═══ ФРАГМЕНТ ТЕКСТА ═══
Соломки , было, подостлала чья-то «высокая протекция», благодаря которой отъезд немного отсрочили, потому что бабушка поэта все не ехала, – и у Лермонтова даже загорелась надежда, что все переменится к лучшему.
П.Висковатов пишет:
«За несколько дней перед этим Лермонтов с кем-то из товарищей посетил известную тогда в Петербурге ворожею, жившую у «пяти углов» и предсказавшую смерть Пушкина от «белого человека»; звали ее Александра Филипповна, почему она и носила прозвище «Александра Македонского», после чьей-то неудачной остроты… Лермонтов, выслушав, что гадальщица сказала его товарищу, с своей стороны спросил: будет ли он выпущен в отставку и останется ли в Петербурге? В ответ он услышал, что в Петербурге ему вообще больше не бывать, не бывать и отставки от службы, а что ожидает его другая отставка, «после коей уж ни о чем просить не станешь». Лермонтов очень этому смеялся, тем более что вечером того же дня получил отсрочку отпуска и опять возмечтал о вероятии отставки. «Уж если дают отсрочку за отсрочкой, то и совсем выпустят», – говорил он. Но когда неожиданно пришел приказ поэту ехать, он был сильно поражен. Припомнилось ему предсказание. Грустное настроение стало еще заметнее, когда после прощального ужина Лермонтов уронил кольцо, взятое у Соф. Ник. Карамзиной, и, несмотря на поиски всего общества, из которого многие слышали, как оно катилось по паркету, его найти не удалось».
═══
ЦЕЛЬ ЗАДАНИЯ
Перепишите целиком отрывок выше о Лермонтове и предсказании ворожеи, сохранив каждое слово и знак.
═══ ПРИЛАГАЕМЫЙ ПЕРЕЧЕНЬ ═══
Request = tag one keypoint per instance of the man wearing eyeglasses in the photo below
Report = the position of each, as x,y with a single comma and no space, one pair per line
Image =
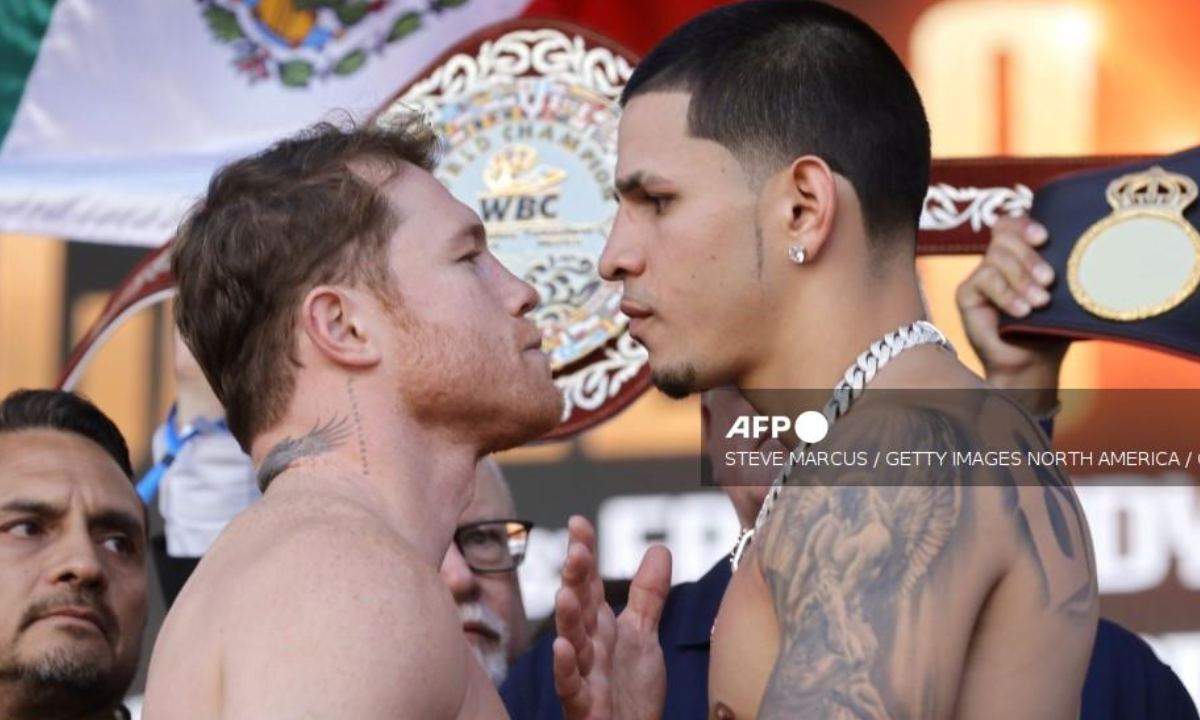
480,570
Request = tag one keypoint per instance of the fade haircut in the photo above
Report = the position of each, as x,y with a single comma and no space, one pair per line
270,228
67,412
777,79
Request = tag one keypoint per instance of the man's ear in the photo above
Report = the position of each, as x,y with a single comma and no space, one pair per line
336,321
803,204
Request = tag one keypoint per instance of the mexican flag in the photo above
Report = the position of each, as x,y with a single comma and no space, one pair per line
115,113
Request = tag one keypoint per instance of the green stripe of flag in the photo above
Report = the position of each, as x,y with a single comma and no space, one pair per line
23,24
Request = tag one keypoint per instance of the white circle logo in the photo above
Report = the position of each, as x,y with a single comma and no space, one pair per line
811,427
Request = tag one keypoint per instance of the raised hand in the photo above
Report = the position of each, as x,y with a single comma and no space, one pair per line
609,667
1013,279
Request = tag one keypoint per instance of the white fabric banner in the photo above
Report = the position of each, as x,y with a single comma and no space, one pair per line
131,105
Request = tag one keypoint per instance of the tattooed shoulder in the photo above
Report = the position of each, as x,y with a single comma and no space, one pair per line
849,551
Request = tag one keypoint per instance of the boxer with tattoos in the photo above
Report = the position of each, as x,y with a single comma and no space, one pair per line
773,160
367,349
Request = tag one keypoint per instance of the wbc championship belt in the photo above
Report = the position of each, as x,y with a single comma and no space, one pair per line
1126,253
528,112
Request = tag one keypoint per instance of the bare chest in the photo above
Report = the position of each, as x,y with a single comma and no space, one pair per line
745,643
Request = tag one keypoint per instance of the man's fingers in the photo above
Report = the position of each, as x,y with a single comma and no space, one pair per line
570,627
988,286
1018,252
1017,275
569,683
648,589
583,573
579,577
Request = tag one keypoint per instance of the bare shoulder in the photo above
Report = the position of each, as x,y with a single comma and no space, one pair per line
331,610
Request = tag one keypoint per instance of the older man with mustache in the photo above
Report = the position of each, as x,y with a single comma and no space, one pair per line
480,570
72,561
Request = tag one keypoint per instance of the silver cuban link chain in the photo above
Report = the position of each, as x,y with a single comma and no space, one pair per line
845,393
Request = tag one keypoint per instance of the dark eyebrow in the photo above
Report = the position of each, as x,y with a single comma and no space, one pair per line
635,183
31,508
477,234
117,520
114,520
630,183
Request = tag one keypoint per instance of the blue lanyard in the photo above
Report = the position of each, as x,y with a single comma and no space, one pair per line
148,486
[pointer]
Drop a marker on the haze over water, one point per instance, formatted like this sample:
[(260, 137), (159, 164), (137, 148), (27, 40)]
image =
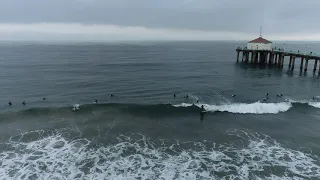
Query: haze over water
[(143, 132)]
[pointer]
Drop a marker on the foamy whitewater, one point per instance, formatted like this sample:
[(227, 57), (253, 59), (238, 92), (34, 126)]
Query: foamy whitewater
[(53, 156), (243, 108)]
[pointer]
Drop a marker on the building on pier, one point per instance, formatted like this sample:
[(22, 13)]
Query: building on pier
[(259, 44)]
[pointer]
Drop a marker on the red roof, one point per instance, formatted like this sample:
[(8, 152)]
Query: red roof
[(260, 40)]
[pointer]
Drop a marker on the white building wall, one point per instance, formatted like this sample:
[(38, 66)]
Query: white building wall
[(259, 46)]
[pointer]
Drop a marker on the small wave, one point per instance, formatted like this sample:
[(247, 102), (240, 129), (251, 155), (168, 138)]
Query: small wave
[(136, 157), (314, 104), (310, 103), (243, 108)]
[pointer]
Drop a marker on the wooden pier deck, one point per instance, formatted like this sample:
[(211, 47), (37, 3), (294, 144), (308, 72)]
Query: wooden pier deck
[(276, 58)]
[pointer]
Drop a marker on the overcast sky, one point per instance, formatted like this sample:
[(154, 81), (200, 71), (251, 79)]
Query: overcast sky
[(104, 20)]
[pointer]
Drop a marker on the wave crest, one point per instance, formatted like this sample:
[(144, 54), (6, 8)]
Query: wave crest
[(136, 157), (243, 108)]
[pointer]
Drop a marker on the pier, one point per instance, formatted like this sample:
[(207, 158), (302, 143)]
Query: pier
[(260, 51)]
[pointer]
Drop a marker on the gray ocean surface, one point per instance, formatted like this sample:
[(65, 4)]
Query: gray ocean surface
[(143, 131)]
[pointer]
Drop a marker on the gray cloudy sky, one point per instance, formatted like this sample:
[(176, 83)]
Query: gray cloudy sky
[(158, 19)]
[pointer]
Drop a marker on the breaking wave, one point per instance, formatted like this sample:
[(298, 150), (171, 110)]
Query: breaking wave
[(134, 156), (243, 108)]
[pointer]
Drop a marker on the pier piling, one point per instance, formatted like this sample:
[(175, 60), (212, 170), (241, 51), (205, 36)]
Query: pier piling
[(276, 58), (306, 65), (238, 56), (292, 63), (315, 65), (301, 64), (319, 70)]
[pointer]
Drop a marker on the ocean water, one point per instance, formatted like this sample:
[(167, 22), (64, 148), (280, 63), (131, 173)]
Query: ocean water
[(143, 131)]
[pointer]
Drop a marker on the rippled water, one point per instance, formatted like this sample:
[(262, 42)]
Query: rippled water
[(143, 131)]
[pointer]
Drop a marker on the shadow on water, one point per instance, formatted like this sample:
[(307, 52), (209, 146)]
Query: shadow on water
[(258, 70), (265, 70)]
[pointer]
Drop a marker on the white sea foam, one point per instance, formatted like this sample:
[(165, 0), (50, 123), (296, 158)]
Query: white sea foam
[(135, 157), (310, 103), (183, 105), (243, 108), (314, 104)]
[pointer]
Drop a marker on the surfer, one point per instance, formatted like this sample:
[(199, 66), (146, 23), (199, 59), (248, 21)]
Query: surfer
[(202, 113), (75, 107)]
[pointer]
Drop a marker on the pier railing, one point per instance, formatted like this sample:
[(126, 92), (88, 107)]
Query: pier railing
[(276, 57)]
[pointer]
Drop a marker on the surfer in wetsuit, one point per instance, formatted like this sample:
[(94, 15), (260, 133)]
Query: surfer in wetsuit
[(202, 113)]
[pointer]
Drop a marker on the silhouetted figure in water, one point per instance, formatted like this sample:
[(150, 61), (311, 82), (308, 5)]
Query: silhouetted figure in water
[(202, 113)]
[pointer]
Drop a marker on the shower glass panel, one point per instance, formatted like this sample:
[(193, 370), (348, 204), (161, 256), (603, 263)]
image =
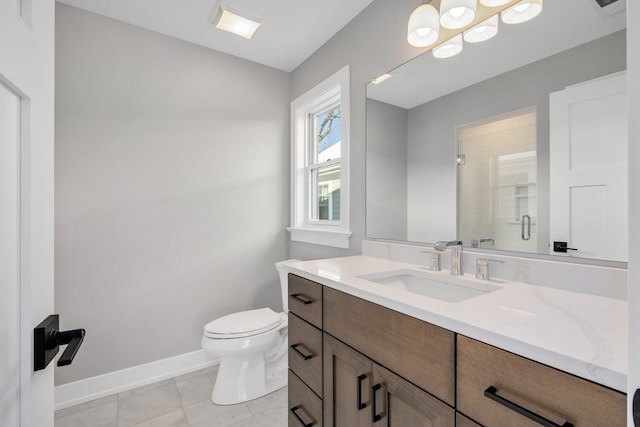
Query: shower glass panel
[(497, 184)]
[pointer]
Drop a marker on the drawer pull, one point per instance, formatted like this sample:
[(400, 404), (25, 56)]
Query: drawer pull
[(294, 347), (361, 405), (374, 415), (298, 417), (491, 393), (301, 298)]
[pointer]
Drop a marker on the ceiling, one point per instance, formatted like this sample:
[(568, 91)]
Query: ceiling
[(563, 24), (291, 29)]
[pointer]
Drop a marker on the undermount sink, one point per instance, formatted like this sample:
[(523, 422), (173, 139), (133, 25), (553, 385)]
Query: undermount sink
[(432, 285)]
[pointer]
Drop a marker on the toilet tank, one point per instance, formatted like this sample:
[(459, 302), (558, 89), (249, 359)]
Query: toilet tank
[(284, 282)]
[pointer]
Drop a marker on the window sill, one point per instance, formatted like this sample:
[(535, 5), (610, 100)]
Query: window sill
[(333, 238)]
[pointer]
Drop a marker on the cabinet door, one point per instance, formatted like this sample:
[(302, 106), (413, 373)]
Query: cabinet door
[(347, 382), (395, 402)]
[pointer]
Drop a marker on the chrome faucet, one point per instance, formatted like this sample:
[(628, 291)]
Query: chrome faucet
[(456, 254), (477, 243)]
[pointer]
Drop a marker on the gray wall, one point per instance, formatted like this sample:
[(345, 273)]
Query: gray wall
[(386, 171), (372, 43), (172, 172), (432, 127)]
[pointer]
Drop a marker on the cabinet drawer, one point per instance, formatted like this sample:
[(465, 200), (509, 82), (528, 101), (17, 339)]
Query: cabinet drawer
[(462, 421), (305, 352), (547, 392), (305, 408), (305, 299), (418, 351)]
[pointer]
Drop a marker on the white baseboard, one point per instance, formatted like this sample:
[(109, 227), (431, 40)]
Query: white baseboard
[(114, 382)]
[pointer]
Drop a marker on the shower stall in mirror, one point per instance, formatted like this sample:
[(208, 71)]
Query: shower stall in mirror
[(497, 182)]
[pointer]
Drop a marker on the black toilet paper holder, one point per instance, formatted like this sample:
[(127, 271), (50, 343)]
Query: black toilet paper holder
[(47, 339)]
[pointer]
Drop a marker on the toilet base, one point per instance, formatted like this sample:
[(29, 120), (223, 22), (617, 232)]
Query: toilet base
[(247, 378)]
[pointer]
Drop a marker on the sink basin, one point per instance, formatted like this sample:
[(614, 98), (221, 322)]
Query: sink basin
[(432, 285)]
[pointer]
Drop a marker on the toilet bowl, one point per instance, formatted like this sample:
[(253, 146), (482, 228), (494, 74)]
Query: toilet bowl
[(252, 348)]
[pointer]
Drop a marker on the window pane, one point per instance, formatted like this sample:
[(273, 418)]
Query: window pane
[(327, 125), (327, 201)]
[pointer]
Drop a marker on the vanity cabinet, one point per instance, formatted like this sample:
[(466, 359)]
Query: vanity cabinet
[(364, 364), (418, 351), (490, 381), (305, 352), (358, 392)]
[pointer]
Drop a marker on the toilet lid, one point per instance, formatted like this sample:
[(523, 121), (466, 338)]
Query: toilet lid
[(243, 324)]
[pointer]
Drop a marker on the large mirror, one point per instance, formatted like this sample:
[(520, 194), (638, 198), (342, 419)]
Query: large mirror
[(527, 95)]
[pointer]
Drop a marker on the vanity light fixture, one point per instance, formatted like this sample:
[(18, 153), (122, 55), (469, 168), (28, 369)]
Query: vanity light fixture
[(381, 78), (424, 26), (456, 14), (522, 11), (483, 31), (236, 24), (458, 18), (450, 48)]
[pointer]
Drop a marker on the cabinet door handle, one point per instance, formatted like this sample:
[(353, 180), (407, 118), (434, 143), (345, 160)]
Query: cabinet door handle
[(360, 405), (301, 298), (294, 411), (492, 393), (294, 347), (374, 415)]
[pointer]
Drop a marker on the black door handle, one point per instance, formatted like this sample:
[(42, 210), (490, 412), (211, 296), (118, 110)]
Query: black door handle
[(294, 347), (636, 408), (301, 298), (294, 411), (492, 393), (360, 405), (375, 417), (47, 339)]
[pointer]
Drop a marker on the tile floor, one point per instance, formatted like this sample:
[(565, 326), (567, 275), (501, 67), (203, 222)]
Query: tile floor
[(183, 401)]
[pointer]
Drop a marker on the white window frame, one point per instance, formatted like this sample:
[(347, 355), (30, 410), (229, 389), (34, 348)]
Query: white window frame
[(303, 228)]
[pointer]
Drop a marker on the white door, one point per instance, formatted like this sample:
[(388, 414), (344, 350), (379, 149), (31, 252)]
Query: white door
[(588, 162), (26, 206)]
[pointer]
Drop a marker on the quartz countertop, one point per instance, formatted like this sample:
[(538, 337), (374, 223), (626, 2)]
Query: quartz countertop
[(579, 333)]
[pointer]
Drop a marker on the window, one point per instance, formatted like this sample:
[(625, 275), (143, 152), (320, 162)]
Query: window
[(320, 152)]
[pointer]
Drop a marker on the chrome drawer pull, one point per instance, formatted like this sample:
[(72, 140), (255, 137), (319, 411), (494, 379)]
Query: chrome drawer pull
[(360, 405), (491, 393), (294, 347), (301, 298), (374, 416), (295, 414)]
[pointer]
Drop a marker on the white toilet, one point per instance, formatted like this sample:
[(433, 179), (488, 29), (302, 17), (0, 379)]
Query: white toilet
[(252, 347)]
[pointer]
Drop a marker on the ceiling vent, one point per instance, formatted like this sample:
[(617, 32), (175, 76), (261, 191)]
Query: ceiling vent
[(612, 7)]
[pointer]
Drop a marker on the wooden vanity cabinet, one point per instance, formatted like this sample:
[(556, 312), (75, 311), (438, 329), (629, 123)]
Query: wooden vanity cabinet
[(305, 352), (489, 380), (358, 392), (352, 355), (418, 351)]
═══
ОТВЕТ
Соломки , было, подостлала чья-то «высокая протекция», благодаря которой отъезд немного отсрочили, потому что бабушка поэта все не ехала, – и у Лермонтова даже загорелась надежда, что все переменится к лучшему.
П.Висковатов пишет:
«За несколько дней перед этим Лермонтов с кем-то из товарищей посетил известную тогда в Петербурге ворожею, жившую у «пяти углов» и предсказавшую смерть Пушкина от «белого человека»; звали ее Александра Филипповна, почему она и носила прозвище «Александра Македонского», после чьей-то неудачной остроты… Лермонтов, выслушав, что гадальщица сказала его товарищу, с своей стороны спросил: будет ли он выпущен в отставку и останется ли в Петербурге? В ответ он услышал, что в Петербурге ему вообще больше не бывать, не бывать и отставки от службы, а что ожидает его другая отставка, «после коей уж ни о чем просить не станешь». Лермонтов очень этому смеялся, тем более что вечером того же дня получил отсрочку отпуска и опять возмечтал о вероятии отставки. «Уж если дают отсрочку за отсрочкой, то и совсем выпустят», – говорил он. Но когда неожиданно пришел приказ поэту ехать, он был сильно поражен. Припомнилось ему предсказание. Грустное настроение стало еще заметнее, когда после прощального ужина Лермонтов уронил кольцо, взятое у Соф. Ник. Карамзиной, и, несмотря на поиски всего общества, из которого многие слышали, как оно катилось по паркету, его найти не удалось».